_Exercise brief_:
Copy the entries from the line containing "Locate the mosaic" through the line containing "left=80, top=153, right=120, bottom=203", swapping "mosaic panel" for "inlaid panel" and leaving everything else as it stands.

_Records for the task_:

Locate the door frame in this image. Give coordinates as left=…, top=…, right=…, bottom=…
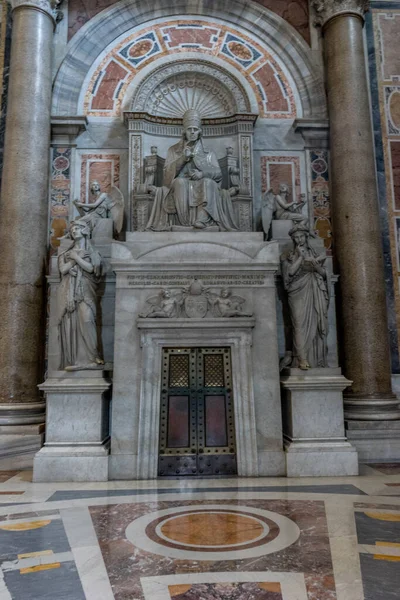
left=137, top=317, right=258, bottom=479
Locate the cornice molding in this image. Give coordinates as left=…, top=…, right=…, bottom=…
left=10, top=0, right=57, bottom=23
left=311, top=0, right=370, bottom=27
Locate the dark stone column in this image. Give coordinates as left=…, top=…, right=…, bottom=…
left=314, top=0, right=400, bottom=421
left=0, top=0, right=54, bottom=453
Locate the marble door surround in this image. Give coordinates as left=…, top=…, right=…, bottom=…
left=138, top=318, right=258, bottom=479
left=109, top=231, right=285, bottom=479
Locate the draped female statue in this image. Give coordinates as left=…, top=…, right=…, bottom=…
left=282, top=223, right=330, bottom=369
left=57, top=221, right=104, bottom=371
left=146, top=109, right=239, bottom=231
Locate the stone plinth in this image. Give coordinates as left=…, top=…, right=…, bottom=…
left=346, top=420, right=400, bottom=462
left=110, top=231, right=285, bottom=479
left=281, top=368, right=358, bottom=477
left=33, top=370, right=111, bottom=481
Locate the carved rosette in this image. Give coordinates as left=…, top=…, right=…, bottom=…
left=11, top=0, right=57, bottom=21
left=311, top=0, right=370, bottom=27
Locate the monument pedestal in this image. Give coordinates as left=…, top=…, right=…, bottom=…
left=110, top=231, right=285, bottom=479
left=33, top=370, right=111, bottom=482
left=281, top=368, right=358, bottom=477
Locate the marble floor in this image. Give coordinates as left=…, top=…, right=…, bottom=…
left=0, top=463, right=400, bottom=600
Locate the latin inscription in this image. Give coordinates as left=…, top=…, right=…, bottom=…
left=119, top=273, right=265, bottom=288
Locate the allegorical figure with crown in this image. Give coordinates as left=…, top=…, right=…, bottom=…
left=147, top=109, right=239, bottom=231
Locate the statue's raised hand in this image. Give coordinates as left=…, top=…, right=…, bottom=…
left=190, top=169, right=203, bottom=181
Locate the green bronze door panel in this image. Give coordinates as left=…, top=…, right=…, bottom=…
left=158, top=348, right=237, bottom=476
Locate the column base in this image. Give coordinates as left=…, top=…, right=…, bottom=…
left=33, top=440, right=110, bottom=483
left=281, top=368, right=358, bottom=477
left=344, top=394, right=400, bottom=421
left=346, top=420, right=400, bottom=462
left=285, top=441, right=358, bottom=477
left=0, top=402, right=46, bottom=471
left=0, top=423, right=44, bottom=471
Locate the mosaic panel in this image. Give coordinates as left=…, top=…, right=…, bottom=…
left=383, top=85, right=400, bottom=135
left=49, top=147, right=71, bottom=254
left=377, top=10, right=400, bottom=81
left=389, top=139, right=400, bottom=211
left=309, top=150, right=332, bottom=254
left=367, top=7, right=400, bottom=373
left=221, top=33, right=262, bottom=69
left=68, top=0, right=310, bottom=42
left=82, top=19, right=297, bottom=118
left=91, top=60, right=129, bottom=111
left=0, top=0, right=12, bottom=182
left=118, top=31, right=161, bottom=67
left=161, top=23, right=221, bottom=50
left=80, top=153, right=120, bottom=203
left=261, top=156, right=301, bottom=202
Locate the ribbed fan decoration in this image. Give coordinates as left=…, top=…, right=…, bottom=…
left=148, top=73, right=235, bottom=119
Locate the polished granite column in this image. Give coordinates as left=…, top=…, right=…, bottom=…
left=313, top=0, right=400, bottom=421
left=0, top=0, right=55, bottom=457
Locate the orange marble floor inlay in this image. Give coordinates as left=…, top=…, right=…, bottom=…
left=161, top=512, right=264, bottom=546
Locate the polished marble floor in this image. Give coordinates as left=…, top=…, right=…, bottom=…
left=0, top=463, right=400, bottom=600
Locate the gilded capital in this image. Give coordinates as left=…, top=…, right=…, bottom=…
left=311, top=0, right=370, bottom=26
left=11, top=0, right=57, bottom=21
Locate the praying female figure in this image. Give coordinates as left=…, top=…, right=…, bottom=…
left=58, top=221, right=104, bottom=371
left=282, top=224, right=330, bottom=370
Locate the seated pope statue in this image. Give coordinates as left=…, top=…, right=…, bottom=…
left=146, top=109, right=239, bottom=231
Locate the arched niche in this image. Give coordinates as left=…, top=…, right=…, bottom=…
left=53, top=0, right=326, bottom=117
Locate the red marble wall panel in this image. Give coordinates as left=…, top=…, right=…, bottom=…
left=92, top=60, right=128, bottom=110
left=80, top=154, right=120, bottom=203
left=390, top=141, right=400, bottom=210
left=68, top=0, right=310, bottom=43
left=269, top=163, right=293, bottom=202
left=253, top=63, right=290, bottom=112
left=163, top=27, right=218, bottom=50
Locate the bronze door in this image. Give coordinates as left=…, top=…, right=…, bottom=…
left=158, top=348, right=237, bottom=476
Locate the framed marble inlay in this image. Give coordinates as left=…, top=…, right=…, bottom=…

_Written response_:
Locate the inlaid panel in this image. Give coordinates as left=…, top=…, right=…, bottom=…
left=383, top=85, right=400, bottom=135
left=49, top=147, right=71, bottom=254
left=377, top=10, right=400, bottom=81
left=389, top=139, right=400, bottom=211
left=309, top=150, right=332, bottom=254
left=367, top=7, right=400, bottom=373
left=221, top=33, right=262, bottom=69
left=68, top=0, right=310, bottom=42
left=82, top=19, right=297, bottom=118
left=91, top=60, right=129, bottom=111
left=0, top=0, right=12, bottom=182
left=118, top=31, right=161, bottom=67
left=161, top=23, right=221, bottom=50
left=80, top=153, right=120, bottom=203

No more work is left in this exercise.